- _GIVEN TEXT_
>>>

Strengthen Your eDiscovery Processes to Be Pandemic & Recession-Ready
Put processes in place now to control your eDiscovery costs and improve efficiency for any circumstance – good or bad.
As we continue to deal with the effects of the COVID-19 pandemic, it’s increasingly clear that it will leave lasting effects on the global economy. Cost-cutting will be the name of the game for businesses worldwide, and credit unions will be no exception.
However, reducing costs doesn’t have to mean sacrificing quality services for your members, if you’re able to find ways to make your business processes more efficient. After all, every dollar spent fighting fires internally is a dollar taken away from investing in ways to make your business more effective.
Executives at credit unions should be taking a look at their most expensive processes and thinking about creative ways to reduce costs without decreasing effectiveness. I can guarantee that for many credit unions, litigation and eDiscovery costs are near the top of that list. Not only is eDiscovery an expensive process in and of itself, but in addition, many businesses lack a strategic and efficient procedure that can weather any storm. Instead, they attempt to devise a last-minute, reactive solution after a crisis has already hit, racking up unnecessary costs and causing extensive disruptions.
Keep running smoothly and on-budget by revising or defining your eDiscovery processes now, and prepare yourself for whatever is coming next by adopting these best practices.
Make eDiscovery a standard business process.
Continuity plans are essential for helping businesses weather emergencies or unexpected situations without causing a major disruption to their basic functions. This plan should include a proactive process for handling litigation and eDiscovery in a comprehensive and defensible way, rather than resorting to the panicked “fire drills” that often result from an unanticipated lawsuit.
With the unpredictability brought on by the current pandemic, this type of preparation is even more important. By establishing a regular process for secure data collection, you’ll save time and money in the long run and put yourself ahead of the game if and when a legal matter does take place.
Centralize and streamline processes.
In a time like this, when funds are low and margins are tight, your litigation process needs to be as streamlined as possible.
One way to do that is to centralize your eDiscovery under one roof. Rather than fielding out each piece of the process to separate specialists, find a single, end-to-end provider that can handle the whole matter for you.
A team of knowledgeable and experienced forensic data analysts using data processing and early analytics tools can remove large amounts of irrelevant data early in the process, greatly reducing the amount that has to be hosted and reviewed and resulting in dramatically lower eDiscovery costs. You may even want to consider using an automated document review system that will expedite the review process while maintaining accuracy and quality.

<<<

- _SUPPLIED RECORDS_
>>>

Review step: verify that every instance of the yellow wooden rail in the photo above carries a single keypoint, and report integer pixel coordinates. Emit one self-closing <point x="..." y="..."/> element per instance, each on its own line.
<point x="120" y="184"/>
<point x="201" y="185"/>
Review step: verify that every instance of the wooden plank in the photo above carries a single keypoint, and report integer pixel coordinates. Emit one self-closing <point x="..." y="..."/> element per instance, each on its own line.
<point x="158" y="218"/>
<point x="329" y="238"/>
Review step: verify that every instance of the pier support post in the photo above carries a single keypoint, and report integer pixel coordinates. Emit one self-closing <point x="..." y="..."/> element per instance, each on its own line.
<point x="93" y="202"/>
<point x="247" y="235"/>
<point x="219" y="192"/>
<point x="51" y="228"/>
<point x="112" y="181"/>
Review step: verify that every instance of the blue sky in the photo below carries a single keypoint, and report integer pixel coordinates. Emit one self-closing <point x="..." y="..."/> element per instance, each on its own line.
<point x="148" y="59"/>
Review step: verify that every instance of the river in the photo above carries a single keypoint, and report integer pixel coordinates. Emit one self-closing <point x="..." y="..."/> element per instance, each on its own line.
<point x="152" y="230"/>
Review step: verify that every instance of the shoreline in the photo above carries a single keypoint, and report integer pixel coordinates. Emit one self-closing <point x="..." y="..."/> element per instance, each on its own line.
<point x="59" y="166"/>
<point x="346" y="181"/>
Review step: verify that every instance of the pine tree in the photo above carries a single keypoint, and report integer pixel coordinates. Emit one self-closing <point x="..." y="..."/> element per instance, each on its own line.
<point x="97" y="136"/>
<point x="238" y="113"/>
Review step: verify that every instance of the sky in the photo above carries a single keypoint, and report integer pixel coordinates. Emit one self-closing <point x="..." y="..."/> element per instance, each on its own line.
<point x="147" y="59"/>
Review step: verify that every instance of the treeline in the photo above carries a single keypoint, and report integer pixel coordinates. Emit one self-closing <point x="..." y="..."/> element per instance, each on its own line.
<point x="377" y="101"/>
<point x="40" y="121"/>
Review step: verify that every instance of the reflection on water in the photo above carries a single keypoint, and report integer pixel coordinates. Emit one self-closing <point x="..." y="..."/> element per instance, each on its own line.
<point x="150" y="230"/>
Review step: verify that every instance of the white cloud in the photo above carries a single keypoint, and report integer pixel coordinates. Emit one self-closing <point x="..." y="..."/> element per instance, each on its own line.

<<<

- _EXERCISE AIM_
In the article on eDiscovery processes, what kind of provider does it recommend using instead of sending each piece of the process to separate specialists?

- _ANSWER SPACE_
A single, end-to-end provider that can handle the whole matter.